TAREFA A REALIZAR: Com base no trecho sobre a ditadura civil militar no Brasil, explique em que se apoiou o crescimento econômico do chamado "milagre brasileiro". Responda em uma a três frases.

Notícias recentes publicaram que o Senado aprovou a revisão
da Lei da Anistia, cujo parecer deve ser submetido à Câmara dos Deputados e
talvez outras instâncias. De qualquer forma deve ficar claro e ser difundido
incansavelmente que a ditadura civil militar implantada no Brasil pelo golpe de
01 de abril de 1964 e que vigorou 21 anos (1964-1985) não deixou nenhum legado
positivo e representou o império da ignorância, do retrocesso, do autoritarismo
e do terror. Se o governo João Goulart reservava 11,4% para a Educação os
governos militares gastavam apenas 4,4%. A educação sucumbiu e junto com ela o
presente e o futuro do país com reflexos atuais. Perdemos o carro da História
nesse quesito. Foram gerações e gerações que sofreram a decadência e o
descalabro do processo educacional. A economia conseguiu crescer e não se
desenvolver no chamado “milagre brasileiro” a partir do profundo arrocho
salarial imposto aos trabalhadores acompanhado de uma enorme repressão aos sindicatos,
estudantes, organizações culturais, CPC, UNE, Teatro de Arena, cinema nacional
e filmes estrangeiros considerados inadequados para uma população que teria que
introjetar a ideologia estadunidense e um retrocesso total em seus valores
culturais.

DADOS COLETADOS:

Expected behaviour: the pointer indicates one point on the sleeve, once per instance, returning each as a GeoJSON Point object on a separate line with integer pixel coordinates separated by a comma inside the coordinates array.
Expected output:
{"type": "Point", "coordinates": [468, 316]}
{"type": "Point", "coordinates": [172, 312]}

RESPOSTA À TAREFA: Segundo o trecho, a economia cresceu sem se desenvolver a partir de um profundo arrocho salarial imposto aos trabalhadores. Esse arrocho foi acompanhado de uma enorme repressão aos sindicatos, aos estudantes e a organizações culturais como o CPC, a UNE e o Teatro de Arena, além do cinema nacional e de filmes estrangeiros considerados inadequados.